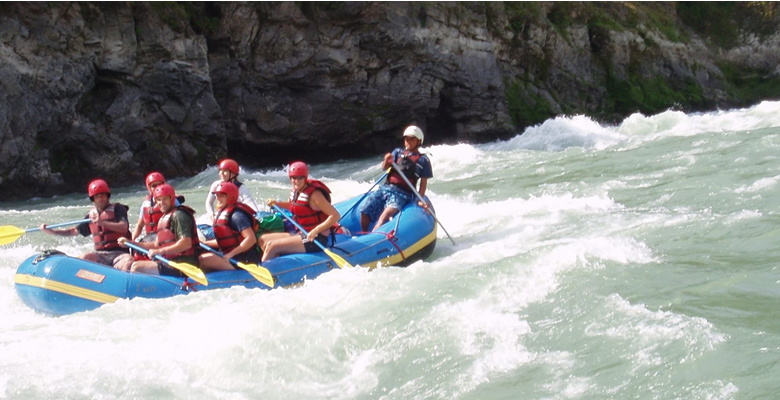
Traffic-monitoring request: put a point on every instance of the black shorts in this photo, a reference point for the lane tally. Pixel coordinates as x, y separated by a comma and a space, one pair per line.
251, 256
167, 270
312, 247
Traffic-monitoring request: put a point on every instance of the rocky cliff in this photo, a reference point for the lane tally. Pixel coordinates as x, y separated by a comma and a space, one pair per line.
116, 90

# # # #

EXERCISE DIRECTIONS –
The answer should consist of all the records, duplicated exactly, with no images included.

COMPLETED TASK –
Traffic-monitoring request: put a point on every instance of the black shorts in this photo, a reference point for the lane tally. Pixel coordinates as x, y separated by a comma and a space, one pair per line.
251, 256
167, 270
312, 247
Traffic-monitoring request: put a point on every instance of the rocky cliff in this photo, a reference point for the lane tally. Pixel coordinates as x, y separated by a comma and a space, one pair per line.
116, 90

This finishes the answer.